REQUIRED WORK :: Continue the summary of the OmniPlay benchmark for omni-modal models, starting right after its last sentence.

** PASSAGE PROVIDED follows **

OmniPlay: Benchmarking Omni-Modal Models on Omni-Modal Game Playing
This addresses the evaluation gap for omni-modal AI models in interactive settings, which is crucial for advancing toward robust AGI, though it is incremental as it builds on existing benchmark methodologies.
The researchers tackled the problem of evaluating omni-modal models in dynamic, interactive environments by introducing OmniPlay, a diagnostic benchmark with five game environments that test cross-modal reasoning. Their evaluation of six leading models revealed a critical dichotomy: superhuman performance on memory tasks but systemic failures in reasoning and planning, with performance degrading under modality conflict.

** End of PASSAGE PROVIDED **
** AVAILABLE DATA follows **

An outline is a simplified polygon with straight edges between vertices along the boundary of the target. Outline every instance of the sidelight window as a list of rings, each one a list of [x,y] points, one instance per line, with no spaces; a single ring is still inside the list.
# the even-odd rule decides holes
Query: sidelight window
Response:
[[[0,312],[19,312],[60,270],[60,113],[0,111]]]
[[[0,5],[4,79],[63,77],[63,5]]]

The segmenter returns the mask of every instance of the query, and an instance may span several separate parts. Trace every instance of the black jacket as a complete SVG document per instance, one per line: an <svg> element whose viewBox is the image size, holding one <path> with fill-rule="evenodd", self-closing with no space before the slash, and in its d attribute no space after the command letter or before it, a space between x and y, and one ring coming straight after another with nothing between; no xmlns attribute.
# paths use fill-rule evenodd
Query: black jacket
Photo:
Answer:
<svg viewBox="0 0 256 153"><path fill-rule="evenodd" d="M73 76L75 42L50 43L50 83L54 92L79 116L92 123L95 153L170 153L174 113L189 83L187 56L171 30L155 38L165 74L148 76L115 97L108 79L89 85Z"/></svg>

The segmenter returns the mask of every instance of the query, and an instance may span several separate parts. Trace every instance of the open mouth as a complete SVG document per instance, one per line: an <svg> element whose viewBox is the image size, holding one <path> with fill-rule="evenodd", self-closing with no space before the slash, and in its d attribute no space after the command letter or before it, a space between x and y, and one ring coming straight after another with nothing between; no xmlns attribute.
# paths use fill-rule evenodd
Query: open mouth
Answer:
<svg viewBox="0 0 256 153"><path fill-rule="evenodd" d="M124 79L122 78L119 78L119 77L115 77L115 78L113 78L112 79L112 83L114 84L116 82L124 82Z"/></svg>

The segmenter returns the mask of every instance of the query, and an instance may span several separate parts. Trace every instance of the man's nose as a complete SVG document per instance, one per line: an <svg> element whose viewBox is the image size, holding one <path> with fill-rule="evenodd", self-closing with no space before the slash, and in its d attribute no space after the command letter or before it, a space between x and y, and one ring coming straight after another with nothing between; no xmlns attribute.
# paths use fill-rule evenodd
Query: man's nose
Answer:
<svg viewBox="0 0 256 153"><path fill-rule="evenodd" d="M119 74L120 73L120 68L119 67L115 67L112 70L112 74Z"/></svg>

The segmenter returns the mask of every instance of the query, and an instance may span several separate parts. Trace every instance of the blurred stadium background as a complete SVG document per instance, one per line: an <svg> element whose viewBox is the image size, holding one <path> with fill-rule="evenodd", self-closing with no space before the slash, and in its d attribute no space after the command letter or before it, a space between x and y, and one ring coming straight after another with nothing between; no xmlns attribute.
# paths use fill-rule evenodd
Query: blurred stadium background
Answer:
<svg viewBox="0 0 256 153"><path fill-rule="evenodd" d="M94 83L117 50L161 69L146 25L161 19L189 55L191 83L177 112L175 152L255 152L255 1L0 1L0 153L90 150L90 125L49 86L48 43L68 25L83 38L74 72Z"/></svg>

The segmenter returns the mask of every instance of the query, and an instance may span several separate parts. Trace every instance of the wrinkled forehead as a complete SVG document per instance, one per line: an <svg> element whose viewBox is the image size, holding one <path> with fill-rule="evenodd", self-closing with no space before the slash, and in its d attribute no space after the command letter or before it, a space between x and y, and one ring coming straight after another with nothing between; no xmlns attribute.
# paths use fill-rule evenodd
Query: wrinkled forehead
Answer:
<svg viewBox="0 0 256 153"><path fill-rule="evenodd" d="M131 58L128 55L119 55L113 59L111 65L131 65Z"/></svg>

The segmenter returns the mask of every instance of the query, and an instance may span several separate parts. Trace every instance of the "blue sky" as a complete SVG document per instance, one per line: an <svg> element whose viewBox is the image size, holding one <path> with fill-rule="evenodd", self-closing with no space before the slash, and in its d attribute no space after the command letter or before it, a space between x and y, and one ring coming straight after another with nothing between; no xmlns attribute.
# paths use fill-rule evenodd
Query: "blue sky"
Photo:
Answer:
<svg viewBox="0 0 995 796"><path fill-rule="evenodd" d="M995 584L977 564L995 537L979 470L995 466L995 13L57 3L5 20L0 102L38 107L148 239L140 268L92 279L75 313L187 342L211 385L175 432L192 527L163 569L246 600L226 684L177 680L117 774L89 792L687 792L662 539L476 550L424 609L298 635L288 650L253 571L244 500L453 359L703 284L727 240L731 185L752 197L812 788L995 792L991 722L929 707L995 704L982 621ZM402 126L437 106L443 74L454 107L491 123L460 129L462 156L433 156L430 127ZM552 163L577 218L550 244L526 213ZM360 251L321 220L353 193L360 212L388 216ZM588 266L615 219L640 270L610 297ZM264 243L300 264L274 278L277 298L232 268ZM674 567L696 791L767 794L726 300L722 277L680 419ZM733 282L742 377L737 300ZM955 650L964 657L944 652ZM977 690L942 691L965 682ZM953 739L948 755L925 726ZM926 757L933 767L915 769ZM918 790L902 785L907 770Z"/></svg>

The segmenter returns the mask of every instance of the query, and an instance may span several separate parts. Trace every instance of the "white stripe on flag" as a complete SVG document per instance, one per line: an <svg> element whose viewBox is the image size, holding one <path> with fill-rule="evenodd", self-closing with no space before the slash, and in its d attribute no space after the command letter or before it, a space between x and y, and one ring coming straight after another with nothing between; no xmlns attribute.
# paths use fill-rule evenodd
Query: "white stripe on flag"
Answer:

** End of AVAILABLE DATA **

TASK RESPONSE ::
While generalist foundation models like Gemini and GPT-4o demonstrate impressive multi-modal competence, existing evaluations fail to test their intelligence in dynamic, interactive worlds. Static benchmarks lack agency, while interactive benchmarks suffer from a severe modal bottleneck, typically ignoring crucial auditory and temporal cues. To bridge this evaluation chasm, we introduce OmniPlay, a diagnostic benchmark designed not just to evaluate, but to probe the fusion and reasoning capabilities of agentic models across the full sensory spectrum. Built on a core philosophy of modality interdependence, OmniPlay comprises a suite of five game environments that systematically create scenarios of both synergy and conflict, forcing agents to perform genuine cross-modal reasoning. Our comprehensive evaluation of six leading omni-modal models reveals a critical dichotomy: they exhibit superhuman performance on high-fidelity memory tasks but suffer from systemic failures in challenges requiring robust reasoning and strategic planning. We demonstrate that this fragility stems from brittle fusion mechanisms, which lead to catastrophic performance degradation under modality conflict and uncover a counter-intuitive "less is more" paradox, where removing sensory information can paradoxically improve performance. Our findings suggest that the path toward robust AGI requires a research focus beyond scaling to explicitly address synergistic fusion. Our platform is available for anonymous review at https://github.com/fuqingbie/omni-game-benchmark.